───── MATERIAL ─────

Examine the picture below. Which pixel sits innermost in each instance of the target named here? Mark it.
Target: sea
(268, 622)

─────
───── MATERIAL ─────

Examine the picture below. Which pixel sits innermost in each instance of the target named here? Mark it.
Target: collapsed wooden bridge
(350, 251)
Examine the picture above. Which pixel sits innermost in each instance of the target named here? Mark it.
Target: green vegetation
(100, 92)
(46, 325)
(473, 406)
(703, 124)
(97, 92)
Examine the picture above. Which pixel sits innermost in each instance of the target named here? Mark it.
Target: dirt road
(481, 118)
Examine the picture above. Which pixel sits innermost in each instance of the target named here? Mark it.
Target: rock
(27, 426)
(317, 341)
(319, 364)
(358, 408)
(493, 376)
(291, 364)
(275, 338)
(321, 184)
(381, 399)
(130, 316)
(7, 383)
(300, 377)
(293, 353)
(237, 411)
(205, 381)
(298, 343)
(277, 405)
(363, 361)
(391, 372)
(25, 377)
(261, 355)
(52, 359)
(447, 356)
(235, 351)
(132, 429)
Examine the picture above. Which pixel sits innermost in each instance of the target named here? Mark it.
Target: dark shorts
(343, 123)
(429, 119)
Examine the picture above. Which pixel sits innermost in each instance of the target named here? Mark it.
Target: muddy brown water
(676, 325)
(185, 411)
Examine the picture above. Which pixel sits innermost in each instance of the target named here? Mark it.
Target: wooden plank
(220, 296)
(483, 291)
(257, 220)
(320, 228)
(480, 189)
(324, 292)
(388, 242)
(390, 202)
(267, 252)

─────
───── MATERIAL ─────

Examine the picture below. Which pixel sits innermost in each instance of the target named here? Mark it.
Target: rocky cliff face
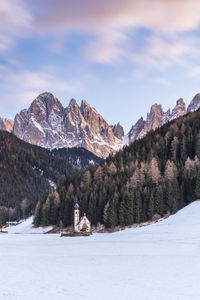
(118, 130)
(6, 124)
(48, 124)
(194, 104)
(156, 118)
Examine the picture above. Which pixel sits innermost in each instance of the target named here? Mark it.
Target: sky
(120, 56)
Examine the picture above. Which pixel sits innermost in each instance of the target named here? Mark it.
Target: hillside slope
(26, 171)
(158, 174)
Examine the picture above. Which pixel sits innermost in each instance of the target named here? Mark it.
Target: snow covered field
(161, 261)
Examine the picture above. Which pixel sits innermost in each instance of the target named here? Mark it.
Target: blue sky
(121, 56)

─────

**EXERCISE GOAL:**
From the items above, pick out every line that contains the word "wooden" and copy each such line.

**CORRECT RESULT:**
Target: collapsed wooden bridge
Target: wooden plank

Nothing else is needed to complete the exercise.